Short exercise A: Return the span of the Bash and Redis queue passage that starts with "Redis provides multiple" and goes on through "to overcome it.", copied word for word.
Short exercise B: Resume the passage on building message queues with Bash and Redis, picking up after its last sentence.

Text to read:
LOCK_PREF="/tmo/bgfifo.lock."
LOCK="$LOCK_PREF$1"
while true; do
    ## if no message was received, skip to the
    ## next iteration
    read line < $FIFO
    if [[ -z $line ]]; then
        continue
    fi
    ## message was received, just print it
    echo "$$ -> $line"
    rmdir $LOCK 2>/dev/null
done

Redis & Bash version

Redis provides multiple data structures, and lists are one of them. For lists, it provides blocking and non-blocking operations that act on the head of the list as well as the tail of the list. Using these primitives, we're going to implement the reliable queue pattern 8 according to the Redis documentation. I've also bumped into an error about connections 9 but was able to overcome it.

So in this instance we have 2 queues, q1 and q2. The producer puts messages on q1, the consumer atomically pops an element off of q1 and puts it onto q2. After it's been processed by the consumer, the message is deleted from q2. The second queue (q2) is used to recover from failures(network problems or consumer crashes). If messages are equipped with a timestamp, then their age can be measured, and if they sit in q2 for too much time, they can be transferred back to q1 to be re-processed again (by a consumer).

Information provided:
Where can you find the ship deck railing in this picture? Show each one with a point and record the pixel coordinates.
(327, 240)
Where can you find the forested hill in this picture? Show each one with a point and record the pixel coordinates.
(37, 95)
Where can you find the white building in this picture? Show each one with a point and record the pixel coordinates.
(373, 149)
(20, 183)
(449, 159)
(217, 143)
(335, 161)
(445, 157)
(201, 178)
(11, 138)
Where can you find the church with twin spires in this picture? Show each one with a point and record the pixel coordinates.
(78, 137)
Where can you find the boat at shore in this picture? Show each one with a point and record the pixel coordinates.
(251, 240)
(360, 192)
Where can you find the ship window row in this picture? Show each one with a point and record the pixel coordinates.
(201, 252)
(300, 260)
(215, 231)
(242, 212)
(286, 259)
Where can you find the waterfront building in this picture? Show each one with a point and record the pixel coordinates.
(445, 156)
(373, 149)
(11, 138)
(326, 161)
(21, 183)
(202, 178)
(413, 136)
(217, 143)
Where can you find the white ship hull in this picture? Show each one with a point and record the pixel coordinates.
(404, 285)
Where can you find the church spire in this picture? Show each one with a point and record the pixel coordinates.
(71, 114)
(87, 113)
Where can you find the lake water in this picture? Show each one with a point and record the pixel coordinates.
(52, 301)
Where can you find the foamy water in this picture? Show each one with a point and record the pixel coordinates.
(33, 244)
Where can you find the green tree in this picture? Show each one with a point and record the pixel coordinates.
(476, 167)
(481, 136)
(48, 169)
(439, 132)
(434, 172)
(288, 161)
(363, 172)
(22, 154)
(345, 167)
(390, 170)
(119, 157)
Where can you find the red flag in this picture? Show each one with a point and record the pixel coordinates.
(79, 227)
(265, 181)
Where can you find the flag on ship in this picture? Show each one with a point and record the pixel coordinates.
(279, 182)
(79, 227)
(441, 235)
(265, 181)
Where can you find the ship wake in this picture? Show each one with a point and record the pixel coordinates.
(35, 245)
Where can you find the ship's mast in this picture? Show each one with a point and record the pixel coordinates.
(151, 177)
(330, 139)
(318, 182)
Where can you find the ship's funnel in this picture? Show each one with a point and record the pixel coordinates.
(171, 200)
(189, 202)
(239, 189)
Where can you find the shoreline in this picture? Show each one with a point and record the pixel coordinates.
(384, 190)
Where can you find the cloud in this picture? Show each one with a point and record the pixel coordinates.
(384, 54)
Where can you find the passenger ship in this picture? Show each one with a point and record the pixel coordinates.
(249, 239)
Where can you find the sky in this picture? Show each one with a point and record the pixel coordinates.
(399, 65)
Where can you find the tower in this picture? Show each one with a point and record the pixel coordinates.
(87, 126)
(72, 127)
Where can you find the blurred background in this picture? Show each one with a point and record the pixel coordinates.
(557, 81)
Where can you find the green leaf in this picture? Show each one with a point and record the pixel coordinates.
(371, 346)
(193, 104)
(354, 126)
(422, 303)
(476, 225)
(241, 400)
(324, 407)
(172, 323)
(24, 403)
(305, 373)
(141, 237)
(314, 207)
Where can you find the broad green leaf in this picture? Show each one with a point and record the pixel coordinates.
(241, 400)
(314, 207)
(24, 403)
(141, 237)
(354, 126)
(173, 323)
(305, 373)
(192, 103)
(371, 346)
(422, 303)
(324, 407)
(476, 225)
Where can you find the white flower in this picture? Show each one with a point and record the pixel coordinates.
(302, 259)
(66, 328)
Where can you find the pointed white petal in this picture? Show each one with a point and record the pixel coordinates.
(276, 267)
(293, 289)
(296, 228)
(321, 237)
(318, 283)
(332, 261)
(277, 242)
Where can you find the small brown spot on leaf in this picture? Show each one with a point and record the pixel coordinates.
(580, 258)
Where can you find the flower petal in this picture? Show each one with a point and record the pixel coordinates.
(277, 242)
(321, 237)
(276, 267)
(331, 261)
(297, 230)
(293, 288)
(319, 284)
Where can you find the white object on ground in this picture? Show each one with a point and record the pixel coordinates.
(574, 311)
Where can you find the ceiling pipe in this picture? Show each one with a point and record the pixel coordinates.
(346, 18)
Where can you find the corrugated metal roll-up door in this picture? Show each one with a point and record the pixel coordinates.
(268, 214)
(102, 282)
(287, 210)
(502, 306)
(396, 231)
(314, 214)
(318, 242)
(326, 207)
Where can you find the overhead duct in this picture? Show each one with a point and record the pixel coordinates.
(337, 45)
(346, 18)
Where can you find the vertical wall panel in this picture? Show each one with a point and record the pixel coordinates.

Right answer A:
Redis provides multiple data structures, and lists are one of them. For lists, it provides blocking and non-blocking operations that act on the head of the list as well as the tail of the list. Using these primitives, we're going to implement the reliable queue pattern 8 according to the Redis documentation. I've also bumped into an error about connections 9 but was able to overcome it.

Right answer B:
Flowchart

Producer

#!/bin/bash
REDIS_CLI="redis-cli -h 127.0.0.1"
n=1
nmax=1000
q1="queue"
q2="processing"

clean() {
    echo "DEL $q1" | $REDIS_CLI
    echo "DEL $q2" | $REDIS_CLI
}

produce() {
    while (($n <= $nmax)); do
        MSG="message $n"
        echo "LPUSH $q1 \"$MSG\"" | $REDIS_CLI
        n=$((n+1))
    done
}

clean
produce

Consumer

#!/bin/bash
REDIS_CLI="redis-cli -h 127.0.0.1"
q1="queue"
q2="processing"
# redis nil reply
nil=$(echo -n -e '\r\n')

consume() {
    while true; do
        # move message to processing queue
        MSG=$(echo "RPOPLPUSH $q1 $q2" | $REDIS_CLI)
        if [[ -z "$MSG" ]]; then
            break
        fi
        # processing message
        echo "$MSG"
        # remove message from processing queue
        echo "LREM $q2 1 \"$MSG\"" | $REDIS_CLI >/dev/null
    done
}

consume

Perl version using message queues

In this section we use a SysV message queue. The producer will write to it and the consumers will read from it.

The maximum size 10 of a message in a message queue is 8192 bytes and the total size of the message queue is 16384 bytes (although these limits can be changed, but these are the default values).

The advantage is that a consumer succesfuly retrieves a message from the message queue and then it is removed from the queue. There's no risk of retrieving just part of the message. In addition, the queue has a maximum capacity 10 and calls to msgsnd will block until there is enough room in the queue to write more messages.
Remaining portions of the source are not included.